_Objective:_ All of the material below is to be returned exactly.

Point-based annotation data
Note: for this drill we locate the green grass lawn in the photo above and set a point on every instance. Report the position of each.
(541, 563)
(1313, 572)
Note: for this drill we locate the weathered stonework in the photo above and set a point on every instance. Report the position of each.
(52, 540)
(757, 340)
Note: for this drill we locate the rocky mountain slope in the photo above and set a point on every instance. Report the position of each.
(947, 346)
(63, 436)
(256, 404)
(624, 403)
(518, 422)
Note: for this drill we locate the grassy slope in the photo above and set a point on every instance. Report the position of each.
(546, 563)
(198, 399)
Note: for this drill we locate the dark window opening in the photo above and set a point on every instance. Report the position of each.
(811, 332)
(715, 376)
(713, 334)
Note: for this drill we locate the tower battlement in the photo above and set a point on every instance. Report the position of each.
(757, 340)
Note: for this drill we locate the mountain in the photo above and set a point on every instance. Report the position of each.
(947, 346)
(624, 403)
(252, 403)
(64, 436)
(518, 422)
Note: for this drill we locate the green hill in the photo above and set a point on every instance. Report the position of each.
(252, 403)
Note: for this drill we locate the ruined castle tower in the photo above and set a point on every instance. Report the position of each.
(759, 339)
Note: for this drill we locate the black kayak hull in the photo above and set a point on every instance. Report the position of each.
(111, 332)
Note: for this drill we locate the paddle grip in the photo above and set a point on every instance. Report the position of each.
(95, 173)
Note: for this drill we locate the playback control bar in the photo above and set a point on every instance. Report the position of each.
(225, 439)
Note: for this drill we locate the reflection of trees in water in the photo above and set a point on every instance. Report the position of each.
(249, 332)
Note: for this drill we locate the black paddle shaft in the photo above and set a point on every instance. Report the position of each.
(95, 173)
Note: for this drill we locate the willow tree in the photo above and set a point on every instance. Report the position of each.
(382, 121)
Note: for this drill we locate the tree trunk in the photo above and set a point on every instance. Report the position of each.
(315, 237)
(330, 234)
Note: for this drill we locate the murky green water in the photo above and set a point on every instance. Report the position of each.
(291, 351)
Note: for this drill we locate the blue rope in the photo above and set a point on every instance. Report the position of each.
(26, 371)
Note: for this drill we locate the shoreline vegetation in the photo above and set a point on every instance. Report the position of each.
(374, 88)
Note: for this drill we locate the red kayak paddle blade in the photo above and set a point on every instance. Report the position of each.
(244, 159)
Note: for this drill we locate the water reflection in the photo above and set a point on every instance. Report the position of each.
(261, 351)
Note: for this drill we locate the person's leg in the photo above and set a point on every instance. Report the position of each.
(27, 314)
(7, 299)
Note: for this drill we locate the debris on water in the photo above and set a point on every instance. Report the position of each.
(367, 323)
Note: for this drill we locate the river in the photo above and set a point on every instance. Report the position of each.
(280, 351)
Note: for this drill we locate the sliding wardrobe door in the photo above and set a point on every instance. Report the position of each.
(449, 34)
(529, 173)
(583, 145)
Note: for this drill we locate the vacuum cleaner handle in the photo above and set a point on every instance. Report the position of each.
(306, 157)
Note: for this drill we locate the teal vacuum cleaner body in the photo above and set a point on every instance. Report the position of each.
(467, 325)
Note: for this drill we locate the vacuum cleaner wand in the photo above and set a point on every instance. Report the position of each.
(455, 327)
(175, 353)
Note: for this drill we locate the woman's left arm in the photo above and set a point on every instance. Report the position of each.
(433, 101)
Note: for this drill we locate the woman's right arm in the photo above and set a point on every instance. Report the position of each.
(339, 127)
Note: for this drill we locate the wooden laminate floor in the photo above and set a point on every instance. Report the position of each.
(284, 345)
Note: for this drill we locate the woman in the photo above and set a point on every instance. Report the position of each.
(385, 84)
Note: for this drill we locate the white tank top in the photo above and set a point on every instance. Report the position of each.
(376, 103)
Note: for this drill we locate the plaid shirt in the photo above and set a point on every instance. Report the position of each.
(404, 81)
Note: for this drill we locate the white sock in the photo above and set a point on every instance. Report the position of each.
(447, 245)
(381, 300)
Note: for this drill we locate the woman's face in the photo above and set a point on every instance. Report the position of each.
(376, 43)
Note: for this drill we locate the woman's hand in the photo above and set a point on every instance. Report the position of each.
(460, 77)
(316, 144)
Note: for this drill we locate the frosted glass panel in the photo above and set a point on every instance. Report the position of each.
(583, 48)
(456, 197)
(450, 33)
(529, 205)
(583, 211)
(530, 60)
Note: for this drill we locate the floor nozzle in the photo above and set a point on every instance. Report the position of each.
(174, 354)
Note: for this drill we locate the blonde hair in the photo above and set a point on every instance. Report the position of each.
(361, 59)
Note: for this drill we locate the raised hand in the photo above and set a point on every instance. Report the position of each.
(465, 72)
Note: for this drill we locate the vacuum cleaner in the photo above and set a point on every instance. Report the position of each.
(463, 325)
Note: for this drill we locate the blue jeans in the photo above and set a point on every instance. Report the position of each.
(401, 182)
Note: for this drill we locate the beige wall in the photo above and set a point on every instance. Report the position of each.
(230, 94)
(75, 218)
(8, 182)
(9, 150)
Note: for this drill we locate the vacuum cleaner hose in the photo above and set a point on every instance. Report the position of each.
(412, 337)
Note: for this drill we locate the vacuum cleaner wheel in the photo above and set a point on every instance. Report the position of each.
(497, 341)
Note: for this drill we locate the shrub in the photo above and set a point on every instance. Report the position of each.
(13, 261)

_Solution below:_
Note: for this drill we locate the green grass lawn in the photo above and set a point on every instance. Report the position of each.
(541, 563)
(1313, 572)
Note: for this drill we locate the weathered stonework in the photo above and set a point on every instance. Report the position of each.
(52, 540)
(757, 340)
Note: for this drill we locate the rocky mountain slope in the photo above and set a point on every instance. Report the position of each.
(947, 346)
(63, 436)
(256, 404)
(624, 403)
(518, 422)
Note: for this drill we locate the grassy slope in the photo above and set a point on every instance. Report the position of each.
(546, 563)
(198, 399)
Note: for this drill we locate the dark window opening in the photo above and set a point on every instance. Report the position of each.
(811, 332)
(715, 376)
(713, 334)
Note: for this drill we locate the tower battlement in the photo above and set a point on every instance. Report the position of each.
(757, 340)
Note: for this drill we locate the mountain in the photo above and set a point on every instance. Report the position of each.
(947, 346)
(624, 403)
(252, 403)
(64, 436)
(518, 422)
Note: for this drill we locate the green hill in the photo above and set a point on every instance. Report the position of each.
(252, 403)
Note: for this drill we locate the ruined castle tower in the photo above and set a point on every instance. Report the position of each.
(759, 339)
Note: for this drill we locate the black kayak hull in the photo above and set a point on every instance. Report the position of each.
(111, 332)
Note: for this drill we locate the paddle grip in the photo above and set a point on every instance. Report the position of each.
(95, 173)
Note: for this drill we locate the playback control bar in the photo above and set a point on every instance. Report the position of each.
(225, 439)
Note: for this drill we locate the reflection of trees in water in the photo above and set a point on every instance. Report the position of each.
(249, 332)
Note: for this drill we locate the black paddle shaft in the photo above and set a point on every instance. Report the position of each.
(95, 173)
Note: for this drill we locate the willow tree in the photo above and set a point on every instance. Report the position of each.
(382, 121)
Note: for this drill we locate the tree trunk in the photo above and set a point on every instance. Report the position of each.
(315, 237)
(330, 234)
Note: for this drill we locate the murky green water in the photo above and set a point on every instance. Report the position of each.
(291, 351)
Note: for this drill we locate the blue rope in the photo above and set a point on every instance. Report the position of each.
(26, 371)
Note: for this drill we locate the shoreline vegetation in the photo above and set a point on every instance. Report the position of each.
(374, 88)
Note: for this drill we locate the red kayak paddle blade in the photo above and set a point on every instance. Report the position of each.
(244, 159)
Note: for this drill we locate the water reflection in the photo above and set a point on every instance. Report the position of each.
(261, 351)
Note: for this drill we locate the person's leg in the photo above and set a point on every instance. Report the position of each.
(27, 314)
(7, 299)
Note: for this drill we locate the debris on water in the photo above and set a point on every instance. Report the position of each.
(367, 323)
Note: for this drill we locate the river in the photo above and set a point on every instance. Report the position of each.
(280, 351)
Note: for this drill we locate the sliding wardrobe door in the photo above and set a point on every instance. Report the position of each.
(449, 34)
(529, 173)
(583, 145)
Note: for this drill we locate the vacuum cleaner handle in the photo above and set a point on every instance. Report the position of each.
(306, 157)
Note: for this drill we locate the teal vacuum cleaner body in the photo above and set a point on every instance. Report the position of each.
(467, 325)
Note: for this drill we locate the vacuum cleaner wand in the photo above and set a point on every instance. Report the position of each.
(455, 327)
(175, 353)
Note: for this drill we locate the woman's left arm in the photo above and set a point on every instance. Report the position of each.
(433, 101)
Note: for this drill we locate the woman's right arm in the photo above and set a point on every instance. Report the position of each.
(339, 127)
Note: for this drill we locate the wooden laminate floor in the photo above and set a point on every instance. Report the position of each.
(284, 345)
Note: for this drill we locate the woman in the photo above and set a point on every instance. Report the position of each.
(385, 84)
Note: for this drill we locate the white tank top in the photo above and set a point on every instance. Report the position of each.
(376, 103)
Note: for this drill we locate the plaid shirt in the photo above and set a point on every instance. Report the position of each.
(404, 81)
Note: for this drill we locate the white sock in the photo above and set a point on every instance. Report the position of each.
(447, 245)
(381, 300)
Note: for this drill we locate the woman's face in the photo above and set a point on every instance. Report the position of each.
(376, 43)
Note: for this drill we locate the woman's hand in the photo above and set a point on every instance. Report the position of each.
(460, 77)
(316, 144)
Note: for this drill we locate the frosted glass panel in the photo above and set a point on every instance. Report the position of each.
(583, 48)
(456, 197)
(450, 33)
(529, 205)
(583, 211)
(530, 60)
Note: for this drill we locate the floor nozzle in the photo above and set a point on every instance. Report the position of each.
(174, 354)
Note: for this drill we locate the blonde hair in the photo above and set a point on every instance. Report the position of each.
(361, 59)
Note: for this drill we locate the raised hand in the photo above and set a point on every instance. Report the position of each.
(465, 72)
Note: for this drill we locate the vacuum cleaner in the photo above and set a point on every instance. Report the position of each.
(463, 325)
Note: for this drill we locate the blue jeans in the photo above and set a point on every instance. Report the position of each.
(401, 182)
Note: for this drill we locate the beige wall in the photo above and set a point on every instance. Report the position of each.
(230, 94)
(75, 218)
(8, 182)
(9, 150)
Note: for this drill we locate the vacuum cleaner hose in the photo above and set a point on every instance. Report the position of each.
(412, 337)
Note: for this drill we locate the vacuum cleaner wheel in the photo above and set a point on every instance. Report the position of each.
(497, 341)
Note: for this drill we locate the shrub in the photo above and set a point on every instance. Report the position of each.
(13, 261)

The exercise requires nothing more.